Leia este artigo, por favor!

Não se trata de artigo pedindo voto para Marina Silva. Não é isso! O professor Carlos Melo publica em seu blog no Jornal O Estado de São Paulo uma minuciosa análise sobre o que está ocorrendo nestas eleições. É uma aula de visão política. No país dos meus sonhos, todos os eleitores deveriam fazer uma análise desta antes de votar. Sim, eu sei que é uma utopia. Vale a pena ler com atenção.

A reação à reação de Dilma e cenário do dia seguinte

                  CARLOS MELO – do Estadão
Carlos Melo
Leitores de Blog têm pressa e este artigo é um tanto comprido. Acontece que o quadro é complexo e exige detalhes e minúcias. O crescimento de Dilma Rousseff desperta euforia nos aliados e mau humor em adversários. É importante o processo e as implicações disso. Igualmente necessário entender o que vem a ser essa dinâmica chamada “mercado”. Esclarecimento, eis a pretensão e a ilusão deste artigo.
Tão precipitado quanto quem, há um mês, afirmava que Marina Silva venceria a eleição, é quem, agora, feliz ou desolado, garante que Dilma Rousseff pode desde já vestir, mais uma vez, a faixa presidencial. Eleição é coisa mais complicada; se define no dia a dia; é sensível aos fatos e àquilo que o engenho humano – seja no marketing ou na política — souber criar ao longo do processo. Ninguém poderá assegurar o que o futuro nos reserva. Então, sem bolas de cristal, o importante é compreender o que ocorreu, o que se passa e quais cenários tendem a se delinear à nossa frente.
Dilma pode ganhar; desde sempre pôde: tem a centralidade da presidência e — para o bem e para o mal — a especial atenção da mídia; o cargo, a máquina, a iniciativa; políticas públicas eficientes, uma coligação poderosa, tempo de TV, Lula e um staff experiente e capaz de utilizar os recursos de que dispõe, partindo do princípio de que “em política, o feio é perder”. Pode também contar com extraordinário batalhão de apoiadores aguerridos, dispostos a intervir energicamente em sua defesa, nas ruas, na rede, em todo lugar; seu piso é, desde sempre, alto. Sua força não deveria ser surpresa.
Mas se há bônus, há também o ônus de um governo incapaz de produzir notícias boas desde a abertura da Copa do Mundo, em junho. A luta no front econômico tem sido muito difícil e de resultados escassos — o país não cresce, a inflação assombra agentes econômicos; há inegável crise de expectativas. Na política, escândalos que sempre abraçam seus aliados e também pressionam. Como candidata, Dilma mostra-se menos hábil do que há 4 anos — em 2010, favorecida pelos 7,5% de crescimento, sentia-se mais segura; deu um baile eleitoral em José Serra.

Dados brutos ▸
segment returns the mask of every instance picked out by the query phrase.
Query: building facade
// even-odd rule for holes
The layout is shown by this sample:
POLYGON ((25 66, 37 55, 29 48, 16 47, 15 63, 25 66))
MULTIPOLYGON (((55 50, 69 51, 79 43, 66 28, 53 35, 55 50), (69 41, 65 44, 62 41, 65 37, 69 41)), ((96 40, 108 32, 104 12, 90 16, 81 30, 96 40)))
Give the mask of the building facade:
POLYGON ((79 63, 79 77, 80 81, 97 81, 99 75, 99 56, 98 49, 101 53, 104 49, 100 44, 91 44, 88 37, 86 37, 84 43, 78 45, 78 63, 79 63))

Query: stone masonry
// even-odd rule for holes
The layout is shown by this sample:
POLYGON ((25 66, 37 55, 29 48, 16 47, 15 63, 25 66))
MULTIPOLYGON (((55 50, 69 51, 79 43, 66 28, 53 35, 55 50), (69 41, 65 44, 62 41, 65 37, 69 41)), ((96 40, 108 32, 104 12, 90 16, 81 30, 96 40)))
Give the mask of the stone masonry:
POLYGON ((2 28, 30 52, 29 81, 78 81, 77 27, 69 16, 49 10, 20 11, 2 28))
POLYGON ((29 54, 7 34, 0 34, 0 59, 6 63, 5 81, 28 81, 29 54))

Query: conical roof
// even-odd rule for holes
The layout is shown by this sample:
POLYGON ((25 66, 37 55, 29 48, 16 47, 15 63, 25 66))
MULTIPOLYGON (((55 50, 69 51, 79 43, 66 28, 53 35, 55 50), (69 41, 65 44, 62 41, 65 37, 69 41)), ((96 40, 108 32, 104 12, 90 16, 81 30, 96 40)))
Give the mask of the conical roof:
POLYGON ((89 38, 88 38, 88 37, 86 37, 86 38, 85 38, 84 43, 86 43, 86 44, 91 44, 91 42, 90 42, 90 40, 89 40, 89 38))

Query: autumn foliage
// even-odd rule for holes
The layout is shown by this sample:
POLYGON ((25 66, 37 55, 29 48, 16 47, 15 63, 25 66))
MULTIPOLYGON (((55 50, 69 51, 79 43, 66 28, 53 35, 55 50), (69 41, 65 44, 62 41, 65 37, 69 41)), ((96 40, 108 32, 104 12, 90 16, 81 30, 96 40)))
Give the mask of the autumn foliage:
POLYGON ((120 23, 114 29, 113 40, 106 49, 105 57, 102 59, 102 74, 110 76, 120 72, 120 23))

* * *

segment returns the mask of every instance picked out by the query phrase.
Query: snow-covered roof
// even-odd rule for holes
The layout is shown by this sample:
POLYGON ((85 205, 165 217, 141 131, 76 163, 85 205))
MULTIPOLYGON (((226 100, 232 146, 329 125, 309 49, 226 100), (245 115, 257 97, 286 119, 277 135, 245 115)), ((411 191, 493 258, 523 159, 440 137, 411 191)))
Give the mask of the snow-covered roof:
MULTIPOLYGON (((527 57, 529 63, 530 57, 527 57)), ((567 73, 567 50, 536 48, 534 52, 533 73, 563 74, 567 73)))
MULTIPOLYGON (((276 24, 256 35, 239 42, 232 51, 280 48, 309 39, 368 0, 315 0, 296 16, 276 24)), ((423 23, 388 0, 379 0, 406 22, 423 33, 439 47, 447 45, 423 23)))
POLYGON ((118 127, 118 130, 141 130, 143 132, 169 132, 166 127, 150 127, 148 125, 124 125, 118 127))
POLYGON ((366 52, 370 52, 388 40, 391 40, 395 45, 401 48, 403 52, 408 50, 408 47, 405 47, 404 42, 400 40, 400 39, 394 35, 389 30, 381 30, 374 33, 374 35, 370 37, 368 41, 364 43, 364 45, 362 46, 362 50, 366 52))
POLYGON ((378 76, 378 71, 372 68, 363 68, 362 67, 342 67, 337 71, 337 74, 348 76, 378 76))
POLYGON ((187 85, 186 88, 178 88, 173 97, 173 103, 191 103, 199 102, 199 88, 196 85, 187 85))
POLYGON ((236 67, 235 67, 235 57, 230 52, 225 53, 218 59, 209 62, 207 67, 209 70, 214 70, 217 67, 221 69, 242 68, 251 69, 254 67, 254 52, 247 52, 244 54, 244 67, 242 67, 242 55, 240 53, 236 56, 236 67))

--

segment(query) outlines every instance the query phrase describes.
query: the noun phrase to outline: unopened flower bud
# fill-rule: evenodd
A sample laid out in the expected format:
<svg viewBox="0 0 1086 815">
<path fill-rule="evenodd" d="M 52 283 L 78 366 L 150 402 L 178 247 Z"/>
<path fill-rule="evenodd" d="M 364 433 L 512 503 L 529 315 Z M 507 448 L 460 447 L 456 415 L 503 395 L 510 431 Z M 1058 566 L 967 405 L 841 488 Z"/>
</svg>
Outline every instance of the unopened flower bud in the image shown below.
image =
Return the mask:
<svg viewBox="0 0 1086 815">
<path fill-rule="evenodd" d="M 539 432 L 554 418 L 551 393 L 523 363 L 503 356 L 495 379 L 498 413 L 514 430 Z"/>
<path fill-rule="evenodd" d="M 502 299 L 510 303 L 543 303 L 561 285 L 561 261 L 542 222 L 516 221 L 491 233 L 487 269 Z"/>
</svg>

Requisito A ▸ Repita fielmente a parte do trecho sobre as eleições que começa com as palavras contendo "Dilma pode ganhar;" e termina com "deveria ser surpresa.".
Requisito B ▸
Responda às perguntas abaixo com base no trecho sobre as eleições.
(i) Em que jornal o professor Carlos Melo publica seu blog?
(ii) Desde qual acontecimento o governo é incapaz de produzir notícias boas?
(iii) Qual porcentagem de crescimento favoreceu Dilma em 2010?
Não é preciso consultar as linhas para fazer o que se pede.

Resposta completa A ▸
Dilma pode ganhar; desde sempre pôde: tem a centralidade da presidência e — para o bem e para o mal — a especial atenção da mídia; o cargo, a máquina, a iniciativa; políticas públicas eficientes, uma coligação poderosa, tempo de TV, Lula e um staff experiente e capaz de utilizar os recursos de que dispõe, partindo do princípio de que “em política, o feio é perder”. Pode também contar com extraordinário batalhão de apoiadores aguerridos, dispostos a intervir energicamente em sua defesa, nas ruas, na rede, em todo lugar; seu piso é, desde sempre, alto. Sua força não deveria ser surpresa.

Resposta completa B ▸
(i) No Jornal O Estado de São Paulo.
(ii) Desde a abertura da Copa do Mundo, em junho.
(iii) 7,5%.